▸ Supplied data:
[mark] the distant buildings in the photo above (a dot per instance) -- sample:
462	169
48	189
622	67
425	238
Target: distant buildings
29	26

▸ What you will do:
Repeat every line of the material exactly as given.

▸ Answer to this task:
[mark] the distant buildings in the photo above (a dot per instance) -- sample:
462	169
48	189
622	67
425	238
Target: distant buildings
29	26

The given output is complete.